Material for this task —
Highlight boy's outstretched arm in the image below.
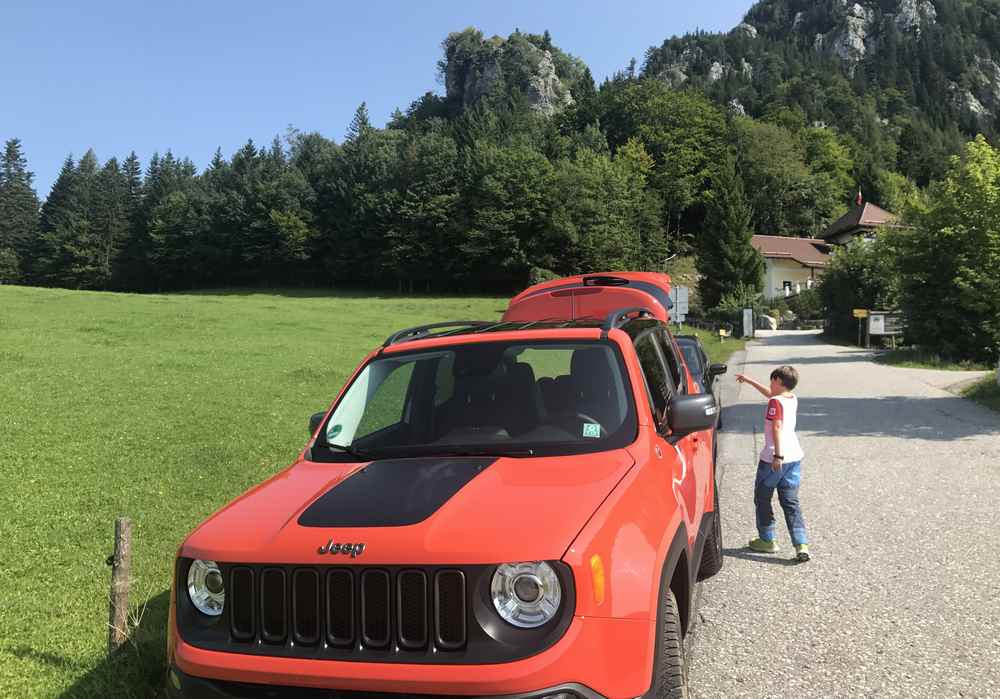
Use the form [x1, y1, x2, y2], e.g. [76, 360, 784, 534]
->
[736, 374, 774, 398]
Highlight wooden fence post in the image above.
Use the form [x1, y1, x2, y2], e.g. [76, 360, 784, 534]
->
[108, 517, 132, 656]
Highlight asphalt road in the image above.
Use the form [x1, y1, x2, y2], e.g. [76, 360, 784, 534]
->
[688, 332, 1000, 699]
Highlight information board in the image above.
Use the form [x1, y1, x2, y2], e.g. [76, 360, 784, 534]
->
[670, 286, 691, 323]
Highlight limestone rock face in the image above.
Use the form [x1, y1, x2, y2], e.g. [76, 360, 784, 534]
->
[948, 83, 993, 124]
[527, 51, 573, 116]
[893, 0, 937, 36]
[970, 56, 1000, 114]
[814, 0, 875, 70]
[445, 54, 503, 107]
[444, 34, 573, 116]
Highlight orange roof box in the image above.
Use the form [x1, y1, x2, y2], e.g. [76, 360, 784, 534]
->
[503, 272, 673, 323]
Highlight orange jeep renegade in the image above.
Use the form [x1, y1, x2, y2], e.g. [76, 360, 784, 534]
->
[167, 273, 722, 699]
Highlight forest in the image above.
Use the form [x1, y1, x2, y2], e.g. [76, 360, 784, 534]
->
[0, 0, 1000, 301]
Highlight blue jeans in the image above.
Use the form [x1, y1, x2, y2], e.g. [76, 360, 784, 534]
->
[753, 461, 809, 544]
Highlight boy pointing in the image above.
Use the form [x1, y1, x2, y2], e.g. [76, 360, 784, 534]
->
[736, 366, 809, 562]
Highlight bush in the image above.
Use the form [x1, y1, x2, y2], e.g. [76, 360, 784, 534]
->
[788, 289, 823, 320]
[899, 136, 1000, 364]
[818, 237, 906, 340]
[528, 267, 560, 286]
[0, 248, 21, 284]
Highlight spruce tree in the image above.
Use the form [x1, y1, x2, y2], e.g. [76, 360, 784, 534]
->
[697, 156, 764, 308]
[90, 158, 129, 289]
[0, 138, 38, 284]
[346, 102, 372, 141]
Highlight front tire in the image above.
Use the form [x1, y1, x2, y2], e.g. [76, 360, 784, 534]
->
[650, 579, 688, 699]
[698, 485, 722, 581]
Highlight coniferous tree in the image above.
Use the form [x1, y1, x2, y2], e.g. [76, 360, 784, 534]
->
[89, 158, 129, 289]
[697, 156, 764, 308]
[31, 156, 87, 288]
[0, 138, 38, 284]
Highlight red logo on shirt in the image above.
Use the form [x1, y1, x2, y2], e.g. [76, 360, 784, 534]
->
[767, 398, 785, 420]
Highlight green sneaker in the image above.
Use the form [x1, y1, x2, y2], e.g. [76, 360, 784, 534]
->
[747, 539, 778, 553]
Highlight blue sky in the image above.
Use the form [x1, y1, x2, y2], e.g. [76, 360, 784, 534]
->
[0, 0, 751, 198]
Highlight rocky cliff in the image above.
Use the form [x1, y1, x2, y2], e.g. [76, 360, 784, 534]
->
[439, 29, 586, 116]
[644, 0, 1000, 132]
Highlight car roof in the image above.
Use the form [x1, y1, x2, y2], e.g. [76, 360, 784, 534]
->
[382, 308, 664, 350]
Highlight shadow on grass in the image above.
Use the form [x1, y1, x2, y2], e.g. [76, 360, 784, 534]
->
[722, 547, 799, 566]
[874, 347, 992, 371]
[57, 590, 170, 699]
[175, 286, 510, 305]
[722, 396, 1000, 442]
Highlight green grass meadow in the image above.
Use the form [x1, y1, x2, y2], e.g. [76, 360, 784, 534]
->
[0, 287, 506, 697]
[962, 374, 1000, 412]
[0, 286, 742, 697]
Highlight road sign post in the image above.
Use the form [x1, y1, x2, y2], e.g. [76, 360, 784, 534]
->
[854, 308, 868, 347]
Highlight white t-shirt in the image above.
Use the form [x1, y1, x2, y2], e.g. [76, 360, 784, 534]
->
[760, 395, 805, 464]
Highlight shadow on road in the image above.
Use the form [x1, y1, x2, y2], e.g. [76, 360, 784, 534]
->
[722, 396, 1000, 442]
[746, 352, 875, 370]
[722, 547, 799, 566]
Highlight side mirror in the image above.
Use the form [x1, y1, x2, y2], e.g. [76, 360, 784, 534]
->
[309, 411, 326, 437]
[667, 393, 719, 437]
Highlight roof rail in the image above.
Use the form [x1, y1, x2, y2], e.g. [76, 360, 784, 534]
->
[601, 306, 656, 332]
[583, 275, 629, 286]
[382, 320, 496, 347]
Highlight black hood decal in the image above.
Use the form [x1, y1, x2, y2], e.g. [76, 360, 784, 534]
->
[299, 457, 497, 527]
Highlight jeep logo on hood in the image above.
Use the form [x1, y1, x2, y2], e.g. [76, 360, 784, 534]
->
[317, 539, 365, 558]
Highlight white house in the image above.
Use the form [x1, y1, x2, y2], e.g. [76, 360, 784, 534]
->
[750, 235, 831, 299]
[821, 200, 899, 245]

---

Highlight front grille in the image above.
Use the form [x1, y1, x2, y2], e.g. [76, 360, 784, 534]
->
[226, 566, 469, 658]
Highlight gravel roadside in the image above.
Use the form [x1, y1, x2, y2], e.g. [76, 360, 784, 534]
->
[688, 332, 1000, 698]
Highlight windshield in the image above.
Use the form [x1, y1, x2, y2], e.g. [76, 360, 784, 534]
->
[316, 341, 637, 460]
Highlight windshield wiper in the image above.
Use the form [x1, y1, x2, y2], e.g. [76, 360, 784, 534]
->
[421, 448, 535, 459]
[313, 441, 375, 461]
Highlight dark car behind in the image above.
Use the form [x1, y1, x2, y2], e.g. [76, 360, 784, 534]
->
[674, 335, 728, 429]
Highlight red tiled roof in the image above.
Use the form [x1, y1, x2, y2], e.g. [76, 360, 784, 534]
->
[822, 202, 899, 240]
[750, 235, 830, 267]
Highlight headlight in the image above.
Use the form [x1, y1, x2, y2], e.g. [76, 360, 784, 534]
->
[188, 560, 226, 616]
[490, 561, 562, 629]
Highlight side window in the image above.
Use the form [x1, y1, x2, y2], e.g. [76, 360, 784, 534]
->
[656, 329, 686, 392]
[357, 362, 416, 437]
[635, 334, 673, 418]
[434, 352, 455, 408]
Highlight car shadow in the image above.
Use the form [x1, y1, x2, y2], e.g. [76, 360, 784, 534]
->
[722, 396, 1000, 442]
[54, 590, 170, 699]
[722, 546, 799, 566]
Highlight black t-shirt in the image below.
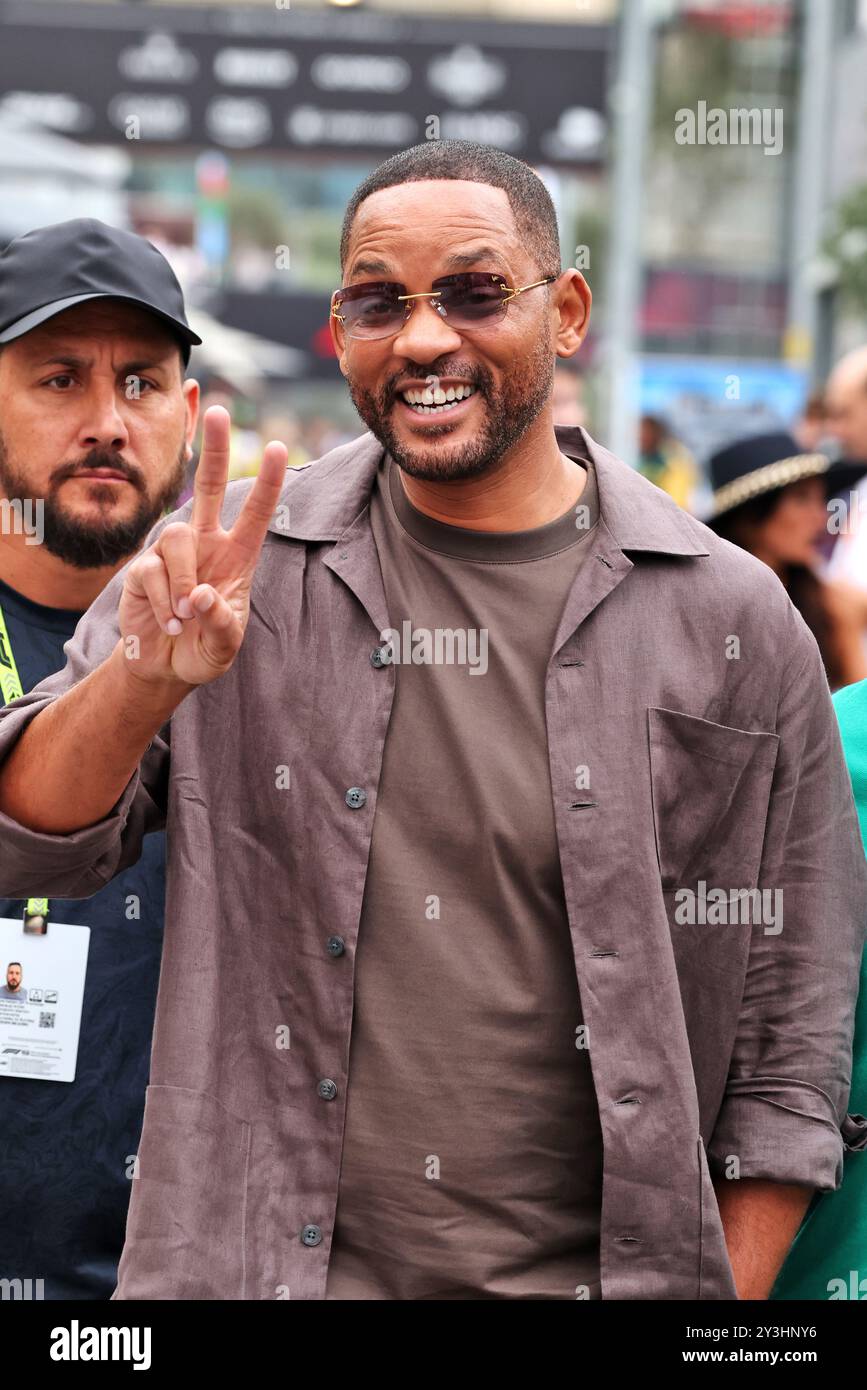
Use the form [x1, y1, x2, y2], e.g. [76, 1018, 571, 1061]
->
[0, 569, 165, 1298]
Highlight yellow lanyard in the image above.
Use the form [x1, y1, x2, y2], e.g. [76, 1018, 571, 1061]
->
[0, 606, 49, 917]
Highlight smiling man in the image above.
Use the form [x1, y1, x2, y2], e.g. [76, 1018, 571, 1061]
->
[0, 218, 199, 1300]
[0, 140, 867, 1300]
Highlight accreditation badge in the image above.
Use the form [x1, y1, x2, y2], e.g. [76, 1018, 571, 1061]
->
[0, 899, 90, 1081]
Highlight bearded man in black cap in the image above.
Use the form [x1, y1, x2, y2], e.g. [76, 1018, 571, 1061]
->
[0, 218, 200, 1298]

What is being asked — Scale down the data above from the line with "Highlight jeep logo" up to and including the line with "[821, 200, 899, 245]". Reproduce only those lines, requests included, with every box coordinate in the answers multiplied by 0.4 and rounded to a whole number (halves up), leaving the numbers in the requests and their format samples unchanged.

Exercise solution —
Highlight jeep logo on hood in the image above.
Use the form [x1, y1, x2, y2], e.g. [76, 360, 784, 534]
->
[127, 216, 146, 223]
Highlight white house in the image above.
Use the form [x1, y1, x2, y2], e.g. [76, 360, 784, 534]
->
[300, 94, 332, 120]
[328, 80, 360, 98]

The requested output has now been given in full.